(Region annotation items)
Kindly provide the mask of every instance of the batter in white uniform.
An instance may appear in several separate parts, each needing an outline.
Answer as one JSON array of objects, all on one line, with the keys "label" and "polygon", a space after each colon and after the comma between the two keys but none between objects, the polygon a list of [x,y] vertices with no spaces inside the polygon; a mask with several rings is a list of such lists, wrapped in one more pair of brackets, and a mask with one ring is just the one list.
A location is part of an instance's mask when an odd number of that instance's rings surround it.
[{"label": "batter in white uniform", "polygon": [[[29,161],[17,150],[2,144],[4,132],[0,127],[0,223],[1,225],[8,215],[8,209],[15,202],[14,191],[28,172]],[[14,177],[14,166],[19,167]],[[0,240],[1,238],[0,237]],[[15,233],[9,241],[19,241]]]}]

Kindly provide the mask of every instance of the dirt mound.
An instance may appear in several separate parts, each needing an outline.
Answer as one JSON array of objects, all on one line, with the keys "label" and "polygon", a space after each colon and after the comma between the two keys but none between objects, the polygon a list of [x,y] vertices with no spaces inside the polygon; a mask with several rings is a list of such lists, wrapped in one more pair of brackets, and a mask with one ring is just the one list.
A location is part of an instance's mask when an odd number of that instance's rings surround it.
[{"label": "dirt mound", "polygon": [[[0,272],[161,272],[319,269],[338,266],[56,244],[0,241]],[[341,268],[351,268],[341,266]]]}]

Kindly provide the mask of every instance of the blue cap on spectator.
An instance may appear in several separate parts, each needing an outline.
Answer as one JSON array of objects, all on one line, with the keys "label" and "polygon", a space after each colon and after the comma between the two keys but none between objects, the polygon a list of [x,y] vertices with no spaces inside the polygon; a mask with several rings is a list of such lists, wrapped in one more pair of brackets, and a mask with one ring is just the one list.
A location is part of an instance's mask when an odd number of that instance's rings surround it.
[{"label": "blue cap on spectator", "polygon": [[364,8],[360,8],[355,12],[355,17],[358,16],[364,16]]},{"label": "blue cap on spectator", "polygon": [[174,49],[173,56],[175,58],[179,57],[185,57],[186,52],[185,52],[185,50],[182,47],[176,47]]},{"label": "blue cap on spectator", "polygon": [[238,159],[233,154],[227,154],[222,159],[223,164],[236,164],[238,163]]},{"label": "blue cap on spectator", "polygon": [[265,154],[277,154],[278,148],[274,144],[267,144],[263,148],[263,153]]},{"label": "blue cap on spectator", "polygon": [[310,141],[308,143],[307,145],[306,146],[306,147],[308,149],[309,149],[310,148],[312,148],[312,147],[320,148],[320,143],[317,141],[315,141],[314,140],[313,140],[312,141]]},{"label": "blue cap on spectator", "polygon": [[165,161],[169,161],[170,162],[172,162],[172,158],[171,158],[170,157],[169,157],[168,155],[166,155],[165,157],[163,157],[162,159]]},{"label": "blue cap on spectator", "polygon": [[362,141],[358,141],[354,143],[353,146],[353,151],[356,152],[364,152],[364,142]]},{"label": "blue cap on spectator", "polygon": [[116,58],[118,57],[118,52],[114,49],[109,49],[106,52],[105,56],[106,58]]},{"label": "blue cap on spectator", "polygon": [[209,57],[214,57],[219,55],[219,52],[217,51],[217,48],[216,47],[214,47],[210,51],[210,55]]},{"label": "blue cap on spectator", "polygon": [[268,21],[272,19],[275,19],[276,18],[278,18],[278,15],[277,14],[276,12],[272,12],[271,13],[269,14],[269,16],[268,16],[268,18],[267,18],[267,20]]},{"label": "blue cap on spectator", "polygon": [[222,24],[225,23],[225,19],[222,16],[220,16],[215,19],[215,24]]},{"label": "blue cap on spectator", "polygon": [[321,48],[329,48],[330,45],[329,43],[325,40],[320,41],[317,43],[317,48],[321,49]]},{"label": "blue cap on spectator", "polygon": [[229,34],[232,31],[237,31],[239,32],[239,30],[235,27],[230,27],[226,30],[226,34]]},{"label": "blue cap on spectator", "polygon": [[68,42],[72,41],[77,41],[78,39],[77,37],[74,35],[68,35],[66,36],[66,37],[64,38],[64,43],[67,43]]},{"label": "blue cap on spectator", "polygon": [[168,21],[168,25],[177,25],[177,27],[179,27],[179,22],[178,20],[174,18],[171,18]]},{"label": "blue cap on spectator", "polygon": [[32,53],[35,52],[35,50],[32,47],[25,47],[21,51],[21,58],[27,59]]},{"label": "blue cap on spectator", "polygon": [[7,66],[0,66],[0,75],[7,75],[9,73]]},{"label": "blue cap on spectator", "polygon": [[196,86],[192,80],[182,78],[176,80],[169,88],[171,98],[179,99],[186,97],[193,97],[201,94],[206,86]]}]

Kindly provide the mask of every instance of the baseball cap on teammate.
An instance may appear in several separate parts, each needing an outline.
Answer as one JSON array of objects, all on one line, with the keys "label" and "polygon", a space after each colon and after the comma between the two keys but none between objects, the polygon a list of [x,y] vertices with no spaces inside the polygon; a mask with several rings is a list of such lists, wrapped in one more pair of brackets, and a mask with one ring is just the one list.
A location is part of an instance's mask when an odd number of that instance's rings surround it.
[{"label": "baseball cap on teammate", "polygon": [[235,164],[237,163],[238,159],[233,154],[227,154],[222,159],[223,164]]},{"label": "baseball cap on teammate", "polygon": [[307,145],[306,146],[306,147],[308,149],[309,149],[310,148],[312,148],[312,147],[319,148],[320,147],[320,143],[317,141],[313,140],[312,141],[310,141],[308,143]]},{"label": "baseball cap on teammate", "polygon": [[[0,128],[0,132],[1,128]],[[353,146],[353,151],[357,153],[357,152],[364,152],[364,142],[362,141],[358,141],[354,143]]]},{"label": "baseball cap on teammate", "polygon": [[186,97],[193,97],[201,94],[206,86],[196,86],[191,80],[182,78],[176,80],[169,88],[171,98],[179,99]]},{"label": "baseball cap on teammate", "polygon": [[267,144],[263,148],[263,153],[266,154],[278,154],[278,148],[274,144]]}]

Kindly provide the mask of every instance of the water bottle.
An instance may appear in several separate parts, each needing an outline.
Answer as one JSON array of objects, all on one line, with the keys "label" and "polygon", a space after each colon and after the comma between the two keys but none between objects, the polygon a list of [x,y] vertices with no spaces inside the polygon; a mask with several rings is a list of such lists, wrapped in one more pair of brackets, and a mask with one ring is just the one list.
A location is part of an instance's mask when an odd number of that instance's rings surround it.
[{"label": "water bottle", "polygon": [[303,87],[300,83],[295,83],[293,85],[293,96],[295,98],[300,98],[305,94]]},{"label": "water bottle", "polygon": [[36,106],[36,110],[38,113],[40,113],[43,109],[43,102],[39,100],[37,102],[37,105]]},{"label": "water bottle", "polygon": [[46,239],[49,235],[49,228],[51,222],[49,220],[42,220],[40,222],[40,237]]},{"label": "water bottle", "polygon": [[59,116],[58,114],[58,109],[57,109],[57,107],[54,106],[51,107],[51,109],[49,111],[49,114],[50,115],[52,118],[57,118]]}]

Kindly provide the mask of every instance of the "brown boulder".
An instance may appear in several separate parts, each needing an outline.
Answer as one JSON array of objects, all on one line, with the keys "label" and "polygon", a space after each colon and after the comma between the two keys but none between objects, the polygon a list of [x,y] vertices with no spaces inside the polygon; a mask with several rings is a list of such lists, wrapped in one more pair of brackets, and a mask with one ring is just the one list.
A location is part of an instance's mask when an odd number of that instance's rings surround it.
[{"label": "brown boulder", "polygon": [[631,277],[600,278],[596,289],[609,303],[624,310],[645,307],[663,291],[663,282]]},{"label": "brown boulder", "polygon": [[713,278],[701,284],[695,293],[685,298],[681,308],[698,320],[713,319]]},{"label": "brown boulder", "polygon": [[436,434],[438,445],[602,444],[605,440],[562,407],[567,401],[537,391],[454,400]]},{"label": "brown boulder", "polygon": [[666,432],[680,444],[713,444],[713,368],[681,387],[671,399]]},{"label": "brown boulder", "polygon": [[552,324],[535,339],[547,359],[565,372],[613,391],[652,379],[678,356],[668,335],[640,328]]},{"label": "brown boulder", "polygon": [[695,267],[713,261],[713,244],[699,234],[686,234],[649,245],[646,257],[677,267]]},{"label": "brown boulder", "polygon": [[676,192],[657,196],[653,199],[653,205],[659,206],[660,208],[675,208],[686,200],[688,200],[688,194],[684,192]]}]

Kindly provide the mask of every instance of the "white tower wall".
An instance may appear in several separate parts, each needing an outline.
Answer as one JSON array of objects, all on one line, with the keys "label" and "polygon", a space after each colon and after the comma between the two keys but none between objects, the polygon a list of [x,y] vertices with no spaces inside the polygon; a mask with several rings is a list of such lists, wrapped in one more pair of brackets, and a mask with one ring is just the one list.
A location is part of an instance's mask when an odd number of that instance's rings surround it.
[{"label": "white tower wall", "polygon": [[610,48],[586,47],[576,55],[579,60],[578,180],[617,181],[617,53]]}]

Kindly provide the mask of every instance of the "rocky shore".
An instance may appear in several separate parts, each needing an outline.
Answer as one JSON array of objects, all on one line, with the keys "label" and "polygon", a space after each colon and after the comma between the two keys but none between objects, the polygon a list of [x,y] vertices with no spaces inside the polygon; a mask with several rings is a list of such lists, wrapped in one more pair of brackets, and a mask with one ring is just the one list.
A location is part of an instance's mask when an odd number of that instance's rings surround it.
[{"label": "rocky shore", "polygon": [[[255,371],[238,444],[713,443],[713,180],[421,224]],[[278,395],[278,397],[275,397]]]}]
* * *
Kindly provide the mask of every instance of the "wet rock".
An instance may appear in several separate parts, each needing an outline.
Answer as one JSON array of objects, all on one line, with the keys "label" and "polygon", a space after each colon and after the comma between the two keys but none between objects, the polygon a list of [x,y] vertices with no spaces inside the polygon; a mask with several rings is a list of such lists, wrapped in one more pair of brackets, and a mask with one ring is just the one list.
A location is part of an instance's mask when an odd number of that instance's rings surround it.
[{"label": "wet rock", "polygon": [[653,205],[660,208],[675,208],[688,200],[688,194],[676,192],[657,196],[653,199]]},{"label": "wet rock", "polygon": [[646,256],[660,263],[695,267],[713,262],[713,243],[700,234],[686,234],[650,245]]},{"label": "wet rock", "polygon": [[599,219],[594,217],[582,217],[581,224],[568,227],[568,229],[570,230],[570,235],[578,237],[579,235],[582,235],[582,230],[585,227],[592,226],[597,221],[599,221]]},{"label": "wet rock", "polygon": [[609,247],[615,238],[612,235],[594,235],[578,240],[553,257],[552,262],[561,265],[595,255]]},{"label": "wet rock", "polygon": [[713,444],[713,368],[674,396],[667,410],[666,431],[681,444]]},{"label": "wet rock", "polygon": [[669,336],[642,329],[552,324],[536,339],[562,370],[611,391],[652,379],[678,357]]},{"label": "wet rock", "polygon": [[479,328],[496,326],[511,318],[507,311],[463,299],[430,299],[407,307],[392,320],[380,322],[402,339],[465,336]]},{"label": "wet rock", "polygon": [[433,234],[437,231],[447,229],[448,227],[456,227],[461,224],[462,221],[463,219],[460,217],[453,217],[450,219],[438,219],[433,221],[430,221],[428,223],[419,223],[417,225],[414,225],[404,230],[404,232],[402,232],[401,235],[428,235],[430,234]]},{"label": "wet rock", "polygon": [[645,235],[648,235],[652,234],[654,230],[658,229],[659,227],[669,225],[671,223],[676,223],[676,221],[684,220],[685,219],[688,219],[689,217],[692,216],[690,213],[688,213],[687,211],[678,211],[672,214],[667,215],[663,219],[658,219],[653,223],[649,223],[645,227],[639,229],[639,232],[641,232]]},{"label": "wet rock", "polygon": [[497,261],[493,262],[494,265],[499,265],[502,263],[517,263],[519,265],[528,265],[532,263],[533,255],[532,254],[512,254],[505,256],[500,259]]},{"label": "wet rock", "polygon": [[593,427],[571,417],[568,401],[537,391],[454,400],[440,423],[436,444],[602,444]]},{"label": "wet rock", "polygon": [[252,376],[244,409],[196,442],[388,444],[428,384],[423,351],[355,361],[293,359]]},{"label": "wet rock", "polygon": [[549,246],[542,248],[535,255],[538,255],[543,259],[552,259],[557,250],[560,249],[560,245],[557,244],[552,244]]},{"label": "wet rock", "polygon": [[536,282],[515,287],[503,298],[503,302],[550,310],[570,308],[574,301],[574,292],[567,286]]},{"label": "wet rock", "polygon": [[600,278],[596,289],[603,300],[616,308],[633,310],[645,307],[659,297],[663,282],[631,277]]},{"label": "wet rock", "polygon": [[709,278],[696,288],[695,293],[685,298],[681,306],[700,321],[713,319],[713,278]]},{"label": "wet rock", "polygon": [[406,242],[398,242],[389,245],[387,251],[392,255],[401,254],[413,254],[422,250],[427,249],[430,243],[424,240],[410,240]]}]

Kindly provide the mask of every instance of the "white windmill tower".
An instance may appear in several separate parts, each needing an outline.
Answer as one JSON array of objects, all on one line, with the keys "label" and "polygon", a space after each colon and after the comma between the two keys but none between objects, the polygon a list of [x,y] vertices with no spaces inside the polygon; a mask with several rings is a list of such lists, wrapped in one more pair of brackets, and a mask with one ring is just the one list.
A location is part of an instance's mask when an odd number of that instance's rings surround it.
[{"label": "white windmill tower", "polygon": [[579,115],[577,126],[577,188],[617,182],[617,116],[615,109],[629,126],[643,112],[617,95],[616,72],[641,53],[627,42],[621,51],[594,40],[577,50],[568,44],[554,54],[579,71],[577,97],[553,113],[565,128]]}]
---
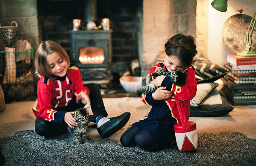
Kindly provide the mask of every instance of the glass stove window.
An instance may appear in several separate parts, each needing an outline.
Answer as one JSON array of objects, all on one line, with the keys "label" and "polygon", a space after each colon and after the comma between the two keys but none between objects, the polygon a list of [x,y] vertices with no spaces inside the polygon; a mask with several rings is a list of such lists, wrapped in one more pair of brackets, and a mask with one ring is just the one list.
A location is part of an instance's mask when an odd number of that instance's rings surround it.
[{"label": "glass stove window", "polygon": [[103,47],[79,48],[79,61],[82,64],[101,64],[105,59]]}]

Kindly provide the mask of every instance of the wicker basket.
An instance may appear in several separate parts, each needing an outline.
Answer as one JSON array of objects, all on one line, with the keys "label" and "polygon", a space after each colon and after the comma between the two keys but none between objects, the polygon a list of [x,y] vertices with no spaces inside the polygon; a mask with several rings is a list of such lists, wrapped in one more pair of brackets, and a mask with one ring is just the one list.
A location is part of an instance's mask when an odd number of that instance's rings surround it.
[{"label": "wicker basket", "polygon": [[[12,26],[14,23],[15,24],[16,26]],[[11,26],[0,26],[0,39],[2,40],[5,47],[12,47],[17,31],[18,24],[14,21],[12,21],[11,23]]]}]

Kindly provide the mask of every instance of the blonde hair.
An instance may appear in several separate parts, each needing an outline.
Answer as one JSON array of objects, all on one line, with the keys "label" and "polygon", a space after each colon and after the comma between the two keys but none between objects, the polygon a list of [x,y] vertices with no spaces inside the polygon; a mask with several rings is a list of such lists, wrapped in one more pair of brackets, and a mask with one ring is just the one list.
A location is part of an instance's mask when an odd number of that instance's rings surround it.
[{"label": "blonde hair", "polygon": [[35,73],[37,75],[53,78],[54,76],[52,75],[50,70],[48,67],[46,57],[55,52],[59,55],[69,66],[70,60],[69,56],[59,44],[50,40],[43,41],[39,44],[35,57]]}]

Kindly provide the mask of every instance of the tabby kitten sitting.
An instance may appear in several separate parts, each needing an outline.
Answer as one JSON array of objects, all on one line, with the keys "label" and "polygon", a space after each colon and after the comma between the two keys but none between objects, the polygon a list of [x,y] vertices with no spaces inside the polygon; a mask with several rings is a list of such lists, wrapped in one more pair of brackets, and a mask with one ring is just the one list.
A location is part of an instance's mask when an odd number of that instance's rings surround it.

→ **STATED GOAL**:
Which lines of the data above contain the string "stove"? List every one of them, treating uppercase and lowercase as different.

→ **SOLUTION TO THE PROBLEM**:
Kindly provide the mask of every instance of the glass stove window.
[{"label": "glass stove window", "polygon": [[103,47],[79,48],[79,61],[82,64],[101,64],[105,59]]}]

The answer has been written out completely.